Please retype the stretch of the listing from the line containing "the gray hair?" through the line containing "255 68 L 258", both lines included, word for word. Leave the pictures out of your copy.

(Items for region labeling)
■ ■ ■ ■ ■
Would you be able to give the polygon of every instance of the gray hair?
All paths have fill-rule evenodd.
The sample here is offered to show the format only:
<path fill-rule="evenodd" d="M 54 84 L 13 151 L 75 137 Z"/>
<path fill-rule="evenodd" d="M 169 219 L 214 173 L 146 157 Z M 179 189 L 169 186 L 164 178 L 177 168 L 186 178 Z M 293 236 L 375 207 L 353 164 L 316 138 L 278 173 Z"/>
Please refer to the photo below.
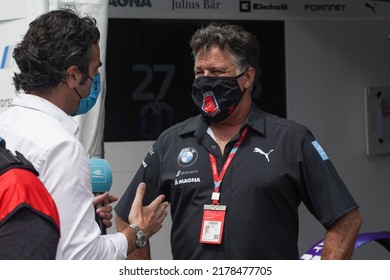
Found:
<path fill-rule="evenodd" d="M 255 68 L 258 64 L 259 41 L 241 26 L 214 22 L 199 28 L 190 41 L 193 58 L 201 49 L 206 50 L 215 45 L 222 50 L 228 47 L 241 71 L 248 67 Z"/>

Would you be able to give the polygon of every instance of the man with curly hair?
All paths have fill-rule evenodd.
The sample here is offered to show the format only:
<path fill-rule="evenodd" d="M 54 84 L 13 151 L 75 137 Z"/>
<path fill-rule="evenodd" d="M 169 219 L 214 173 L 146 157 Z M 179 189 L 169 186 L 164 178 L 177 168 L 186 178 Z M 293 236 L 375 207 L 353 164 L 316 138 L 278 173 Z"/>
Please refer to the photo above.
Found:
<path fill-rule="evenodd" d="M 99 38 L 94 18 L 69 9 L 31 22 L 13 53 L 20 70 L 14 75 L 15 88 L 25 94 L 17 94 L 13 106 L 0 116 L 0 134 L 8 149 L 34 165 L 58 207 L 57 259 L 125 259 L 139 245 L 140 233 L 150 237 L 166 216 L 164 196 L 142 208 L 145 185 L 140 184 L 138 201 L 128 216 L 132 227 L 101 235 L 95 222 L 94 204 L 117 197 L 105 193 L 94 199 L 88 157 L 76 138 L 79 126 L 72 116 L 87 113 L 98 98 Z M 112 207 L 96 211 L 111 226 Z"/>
■ ■ ■ ■ ■
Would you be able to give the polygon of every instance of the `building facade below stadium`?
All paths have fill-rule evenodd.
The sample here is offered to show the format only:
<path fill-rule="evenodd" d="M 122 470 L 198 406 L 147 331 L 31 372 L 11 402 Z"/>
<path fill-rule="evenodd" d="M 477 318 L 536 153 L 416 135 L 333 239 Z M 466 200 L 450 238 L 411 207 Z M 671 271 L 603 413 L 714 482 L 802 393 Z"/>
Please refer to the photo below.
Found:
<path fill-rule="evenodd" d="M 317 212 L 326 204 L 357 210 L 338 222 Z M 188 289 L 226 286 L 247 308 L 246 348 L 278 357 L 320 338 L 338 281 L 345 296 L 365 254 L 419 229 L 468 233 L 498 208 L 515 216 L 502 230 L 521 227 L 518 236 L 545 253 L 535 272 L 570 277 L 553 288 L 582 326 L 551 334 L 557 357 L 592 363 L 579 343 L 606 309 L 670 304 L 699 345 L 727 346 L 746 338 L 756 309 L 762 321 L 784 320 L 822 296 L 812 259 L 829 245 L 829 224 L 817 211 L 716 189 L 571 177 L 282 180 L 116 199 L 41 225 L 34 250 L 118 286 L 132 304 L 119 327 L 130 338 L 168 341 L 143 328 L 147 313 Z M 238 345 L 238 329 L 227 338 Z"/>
■ ■ ■ ■ ■
[Problem solution]
Would you be able to give the polygon of every instance of the gray hair?
All paths have fill-rule evenodd.
The sample here is offered to show the format only:
<path fill-rule="evenodd" d="M 54 84 L 13 151 L 75 137 Z"/>
<path fill-rule="evenodd" d="M 169 219 L 214 173 L 146 157 Z M 179 189 L 169 186 L 164 178 L 177 168 L 186 178 Z M 293 236 L 375 207 L 353 164 L 316 138 L 278 173 Z"/>
Please refer to the photo below.
Found:
<path fill-rule="evenodd" d="M 255 68 L 258 64 L 259 41 L 241 26 L 214 22 L 199 28 L 190 41 L 193 58 L 201 49 L 206 50 L 215 45 L 222 50 L 228 47 L 241 71 L 248 67 Z"/>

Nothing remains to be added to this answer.